__Records for this exercise__
— BEGIN —
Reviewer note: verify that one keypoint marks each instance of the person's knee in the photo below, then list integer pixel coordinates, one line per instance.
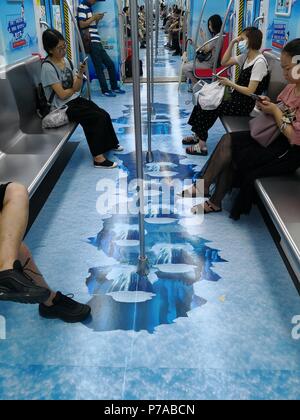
(25, 252)
(16, 191)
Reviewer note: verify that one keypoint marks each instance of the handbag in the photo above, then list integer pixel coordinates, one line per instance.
(56, 118)
(211, 96)
(264, 128)
(203, 56)
(196, 91)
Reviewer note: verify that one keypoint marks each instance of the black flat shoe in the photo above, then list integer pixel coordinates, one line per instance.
(17, 286)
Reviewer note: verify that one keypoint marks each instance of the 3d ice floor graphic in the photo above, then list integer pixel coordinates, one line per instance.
(177, 259)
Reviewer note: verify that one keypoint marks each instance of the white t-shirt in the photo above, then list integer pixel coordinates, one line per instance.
(260, 69)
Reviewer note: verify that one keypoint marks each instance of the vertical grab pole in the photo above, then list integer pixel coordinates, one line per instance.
(156, 28)
(152, 55)
(80, 45)
(220, 41)
(149, 156)
(143, 261)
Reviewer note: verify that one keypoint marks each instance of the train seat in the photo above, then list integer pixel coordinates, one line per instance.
(27, 151)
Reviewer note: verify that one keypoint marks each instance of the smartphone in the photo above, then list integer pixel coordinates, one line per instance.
(256, 97)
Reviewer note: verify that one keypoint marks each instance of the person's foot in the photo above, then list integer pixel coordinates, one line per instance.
(197, 150)
(106, 164)
(119, 91)
(17, 286)
(110, 94)
(65, 309)
(119, 149)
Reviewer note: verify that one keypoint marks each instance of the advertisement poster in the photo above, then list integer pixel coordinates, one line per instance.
(109, 30)
(18, 29)
(212, 8)
(283, 7)
(283, 27)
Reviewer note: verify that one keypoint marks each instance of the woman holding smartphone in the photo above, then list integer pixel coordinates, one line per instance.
(63, 85)
(239, 159)
(253, 79)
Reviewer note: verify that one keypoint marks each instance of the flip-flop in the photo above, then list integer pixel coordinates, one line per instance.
(190, 141)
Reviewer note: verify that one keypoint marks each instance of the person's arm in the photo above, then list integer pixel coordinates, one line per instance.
(227, 59)
(252, 87)
(78, 80)
(287, 129)
(86, 23)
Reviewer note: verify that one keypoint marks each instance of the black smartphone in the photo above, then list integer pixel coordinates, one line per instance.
(256, 97)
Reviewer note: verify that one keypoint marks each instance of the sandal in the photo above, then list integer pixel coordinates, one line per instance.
(200, 209)
(190, 140)
(196, 151)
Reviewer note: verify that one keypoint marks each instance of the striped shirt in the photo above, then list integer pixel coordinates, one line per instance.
(84, 13)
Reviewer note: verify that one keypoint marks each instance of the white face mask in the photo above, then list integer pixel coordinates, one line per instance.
(243, 47)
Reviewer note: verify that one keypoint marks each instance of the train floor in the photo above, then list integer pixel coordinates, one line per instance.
(212, 320)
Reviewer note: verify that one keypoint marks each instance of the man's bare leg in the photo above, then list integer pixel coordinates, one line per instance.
(13, 224)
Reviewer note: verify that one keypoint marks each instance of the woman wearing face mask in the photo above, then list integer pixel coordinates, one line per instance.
(239, 159)
(214, 28)
(62, 87)
(254, 78)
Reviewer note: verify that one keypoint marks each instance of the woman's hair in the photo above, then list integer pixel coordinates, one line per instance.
(292, 48)
(51, 38)
(255, 37)
(216, 24)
— END —
__What you have to do__
Starting at the line that contains "the black smartphone", retype each line through the end of the listing above and nothing else.

__Correct result__
Reviewer note: verify that one keypoint marks each instance of the black smartphone in the photo above, then list integer pixel coordinates, one line per instance.
(256, 97)
Reviewer note: verify that one keypoint marks each instance of the sandal in the photo above, then list integer pixel coordinates, one line per instance.
(200, 209)
(190, 140)
(196, 151)
Reviewer note: verify that one keypoint marks each instance of the striped shirt in the photo above, then list integer pixel coordinates, one line per instance.
(84, 13)
Reviewer note: verify that one keypoint marks each instance of the white face mask in the photo above, then list integer pixel coordinates, one line per instance.
(243, 47)
Reviewer note: verify that one keypoint marks each instance of the train floor in the photo above, then list integer pixel coordinates, one line per instance.
(212, 320)
Reviewer note: verify that one keypoint marks each instance of the man's bare leg in the photo above, then list integer pixel coordinates, one line per instance.
(13, 224)
Reviewer note: verify that one keypoint marks each instance of the woman wearing face mask in the photo above, then list integer pixel coordinates, one line per instance.
(239, 159)
(214, 28)
(62, 87)
(254, 78)
Reviewer note: verify that one keypoint marks each instance of the woman's hair in the photo above, then list integer pixel coordinates, one line per instance.
(292, 48)
(51, 38)
(255, 37)
(216, 24)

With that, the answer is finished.